RECORDS FOR THIS EXERCISE ▸
_ _ _ _ _

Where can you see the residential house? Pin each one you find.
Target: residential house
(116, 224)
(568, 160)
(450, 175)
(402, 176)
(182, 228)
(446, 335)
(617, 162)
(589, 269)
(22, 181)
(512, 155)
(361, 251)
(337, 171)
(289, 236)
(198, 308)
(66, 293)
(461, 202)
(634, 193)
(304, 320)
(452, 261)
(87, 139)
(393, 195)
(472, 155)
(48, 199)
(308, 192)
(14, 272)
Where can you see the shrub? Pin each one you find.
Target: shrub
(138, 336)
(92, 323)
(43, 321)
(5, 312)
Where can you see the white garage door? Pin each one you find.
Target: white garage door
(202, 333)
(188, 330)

_ _ _ _ _

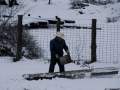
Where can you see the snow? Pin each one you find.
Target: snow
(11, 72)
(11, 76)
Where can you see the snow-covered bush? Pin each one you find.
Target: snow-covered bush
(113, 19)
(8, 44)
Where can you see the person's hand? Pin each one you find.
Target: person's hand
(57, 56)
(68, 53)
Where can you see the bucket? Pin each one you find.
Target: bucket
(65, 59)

_ _ _ _ _

WHAT THIS TASK INVOLVES ▸ Lines with "Where" in them are what the answer must contain; copy each from the records above.

EXPECTED ANSWER ▸
Where can you see the residential house? Pin each one you find.
Where can you see the shrub? Pin each one you find.
Where can you see the white garage door? Pin each one you find.
Where can you see the snow? Pin each one you find.
Where can you see the snow-covered bush? Pin each one you find.
Where can you see the person's hand? Pin each one you find.
Where can you see the bucket? Pin each one you find.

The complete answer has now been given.